§ **DATA ROWS**:

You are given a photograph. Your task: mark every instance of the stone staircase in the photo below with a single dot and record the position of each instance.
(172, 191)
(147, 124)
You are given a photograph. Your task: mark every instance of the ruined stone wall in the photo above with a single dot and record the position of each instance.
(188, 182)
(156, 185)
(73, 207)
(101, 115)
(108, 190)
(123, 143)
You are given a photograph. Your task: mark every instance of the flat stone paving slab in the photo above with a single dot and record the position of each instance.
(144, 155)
...
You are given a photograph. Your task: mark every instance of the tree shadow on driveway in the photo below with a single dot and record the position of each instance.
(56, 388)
* * *
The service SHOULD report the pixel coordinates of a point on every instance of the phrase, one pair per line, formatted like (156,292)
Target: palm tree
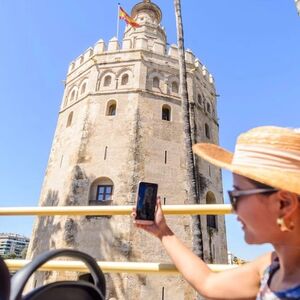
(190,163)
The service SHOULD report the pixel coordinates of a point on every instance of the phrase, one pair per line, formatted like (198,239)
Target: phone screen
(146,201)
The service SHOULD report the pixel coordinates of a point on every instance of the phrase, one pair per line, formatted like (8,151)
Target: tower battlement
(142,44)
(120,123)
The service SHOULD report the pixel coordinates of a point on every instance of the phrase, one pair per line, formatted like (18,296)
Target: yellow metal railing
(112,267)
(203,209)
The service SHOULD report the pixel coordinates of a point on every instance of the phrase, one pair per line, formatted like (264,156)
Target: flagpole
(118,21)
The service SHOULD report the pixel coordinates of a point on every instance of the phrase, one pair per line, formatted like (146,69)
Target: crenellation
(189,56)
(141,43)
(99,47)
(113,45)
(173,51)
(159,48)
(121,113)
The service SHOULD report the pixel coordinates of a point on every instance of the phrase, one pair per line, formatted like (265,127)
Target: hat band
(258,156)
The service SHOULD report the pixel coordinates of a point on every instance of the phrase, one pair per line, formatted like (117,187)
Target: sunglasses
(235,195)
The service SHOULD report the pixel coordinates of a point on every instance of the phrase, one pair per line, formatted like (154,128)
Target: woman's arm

§ **WHAT IS REQUIRED**: Copy out the material from the line that contains "formatted like (146,69)" through the line that contains "Target: woman's arm", changing "Target" to "Object" each time it appears and leaving everything else as it is. Give only those lines.

§ **REPLY TO THE TASK**:
The service SHOULD report the pixel coordinates of a point on every instance of the phrase, one pair per line, formatted like (146,69)
Object: crenellation
(189,56)
(141,43)
(99,47)
(113,45)
(173,51)
(159,48)
(121,113)
The service SHOULD report the pixel coordinates of a point on every instance of the phrase, one pair per line, formatted like (265,127)
Object: hat band
(258,156)
The service SHOULD report the pixel coordinates of a point on every instance of the phrase, one pair per line, formatted like (117,187)
Object: sunglasses
(235,195)
The service SHOULD report the pixel coordinates of a point on every instance of the phrase, one pair per line, formatted like (154,128)
Object: woman's arm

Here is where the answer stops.